Exercise: Everything from the line that holds "Task: set one pin on each instance of the three-lobed" through the end of the data below should be output exactly, both ends included.

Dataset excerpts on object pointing

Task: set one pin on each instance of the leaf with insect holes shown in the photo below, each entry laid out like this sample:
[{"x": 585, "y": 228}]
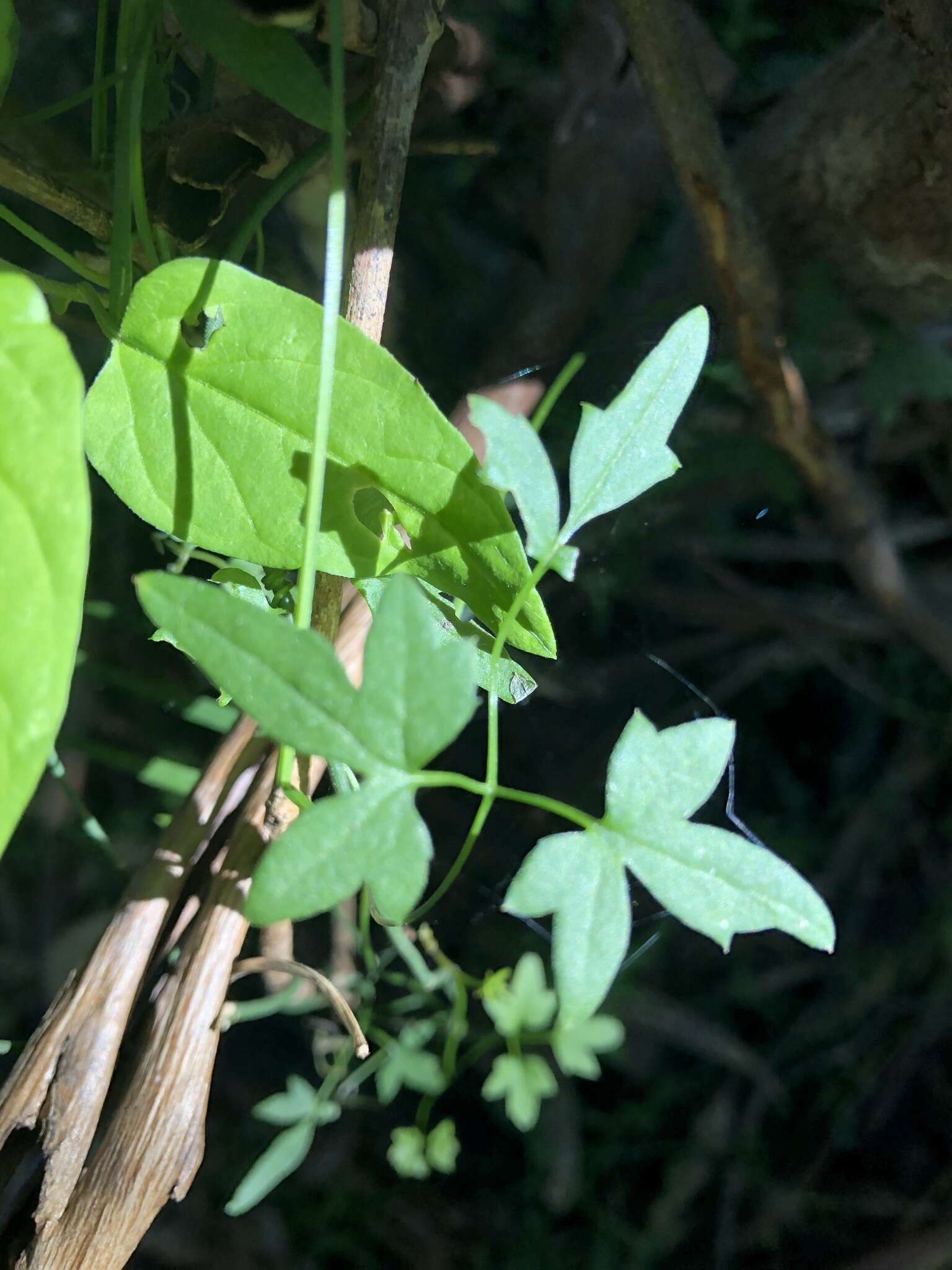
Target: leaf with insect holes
[
  {"x": 267, "y": 59},
  {"x": 712, "y": 881},
  {"x": 621, "y": 451},
  {"x": 213, "y": 443},
  {"x": 45, "y": 535},
  {"x": 575, "y": 1048},
  {"x": 513, "y": 682},
  {"x": 517, "y": 460},
  {"x": 418, "y": 693},
  {"x": 524, "y": 1003},
  {"x": 523, "y": 1081},
  {"x": 375, "y": 836}
]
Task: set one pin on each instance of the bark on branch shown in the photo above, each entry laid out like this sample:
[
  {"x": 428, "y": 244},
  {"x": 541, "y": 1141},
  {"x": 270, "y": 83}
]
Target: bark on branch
[{"x": 752, "y": 301}]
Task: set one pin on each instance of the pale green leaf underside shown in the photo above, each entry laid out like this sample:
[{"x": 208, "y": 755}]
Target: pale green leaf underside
[
  {"x": 213, "y": 443},
  {"x": 526, "y": 1003},
  {"x": 267, "y": 59},
  {"x": 418, "y": 693},
  {"x": 375, "y": 836},
  {"x": 513, "y": 682},
  {"x": 517, "y": 460},
  {"x": 621, "y": 451},
  {"x": 9, "y": 43},
  {"x": 710, "y": 879},
  {"x": 45, "y": 536}
]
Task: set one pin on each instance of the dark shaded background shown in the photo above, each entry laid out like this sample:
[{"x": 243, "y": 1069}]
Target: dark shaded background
[{"x": 771, "y": 1109}]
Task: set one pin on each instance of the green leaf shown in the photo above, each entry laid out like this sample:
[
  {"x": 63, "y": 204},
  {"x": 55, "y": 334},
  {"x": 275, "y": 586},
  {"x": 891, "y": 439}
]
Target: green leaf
[
  {"x": 288, "y": 680},
  {"x": 443, "y": 1147},
  {"x": 9, "y": 43},
  {"x": 523, "y": 1081},
  {"x": 524, "y": 1003},
  {"x": 296, "y": 1104},
  {"x": 266, "y": 58},
  {"x": 213, "y": 443},
  {"x": 580, "y": 878},
  {"x": 575, "y": 1047},
  {"x": 517, "y": 461},
  {"x": 620, "y": 453},
  {"x": 676, "y": 770},
  {"x": 419, "y": 690},
  {"x": 407, "y": 1152},
  {"x": 375, "y": 836},
  {"x": 513, "y": 682},
  {"x": 45, "y": 535},
  {"x": 712, "y": 881},
  {"x": 418, "y": 693},
  {"x": 286, "y": 1153},
  {"x": 409, "y": 1066}
]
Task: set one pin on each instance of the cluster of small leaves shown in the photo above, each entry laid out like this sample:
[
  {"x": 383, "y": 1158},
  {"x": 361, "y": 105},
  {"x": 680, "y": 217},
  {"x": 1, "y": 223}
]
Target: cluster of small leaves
[{"x": 523, "y": 1009}]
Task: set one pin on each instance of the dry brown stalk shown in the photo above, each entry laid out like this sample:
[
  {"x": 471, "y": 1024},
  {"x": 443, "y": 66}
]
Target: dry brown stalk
[
  {"x": 61, "y": 1078},
  {"x": 744, "y": 272}
]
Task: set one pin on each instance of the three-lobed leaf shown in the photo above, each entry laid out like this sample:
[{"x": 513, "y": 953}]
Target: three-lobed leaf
[
  {"x": 267, "y": 59},
  {"x": 622, "y": 451},
  {"x": 522, "y": 1081},
  {"x": 213, "y": 445},
  {"x": 714, "y": 881},
  {"x": 45, "y": 535},
  {"x": 524, "y": 1003},
  {"x": 9, "y": 43}
]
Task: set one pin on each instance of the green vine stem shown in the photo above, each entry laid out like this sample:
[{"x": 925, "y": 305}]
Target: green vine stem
[
  {"x": 58, "y": 253},
  {"x": 557, "y": 388},
  {"x": 490, "y": 789},
  {"x": 333, "y": 288}
]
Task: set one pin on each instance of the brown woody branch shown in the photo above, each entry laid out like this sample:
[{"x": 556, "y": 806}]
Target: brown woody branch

Solution to this task:
Task: set one pin on each instance of the three-lobed leaf shown in the photo above, each entry laid out like this sample:
[{"x": 513, "y": 953}]
Target: three-lobed leaf
[
  {"x": 267, "y": 59},
  {"x": 622, "y": 451},
  {"x": 522, "y": 1081},
  {"x": 213, "y": 445},
  {"x": 714, "y": 881},
  {"x": 45, "y": 535},
  {"x": 524, "y": 1003},
  {"x": 9, "y": 43}
]
Task: set one pin on each instance of the green vine stem shown in the photo above, each entry laid out like this sample:
[{"x": 925, "y": 305}]
Target: green vine stem
[
  {"x": 58, "y": 253},
  {"x": 557, "y": 388},
  {"x": 490, "y": 789},
  {"x": 333, "y": 288}
]
Task: set one pin on each instance of the brown woody branch shown in the photo above, each entry laid out like this sample:
[{"x": 556, "y": 806}]
Target: brown woody branch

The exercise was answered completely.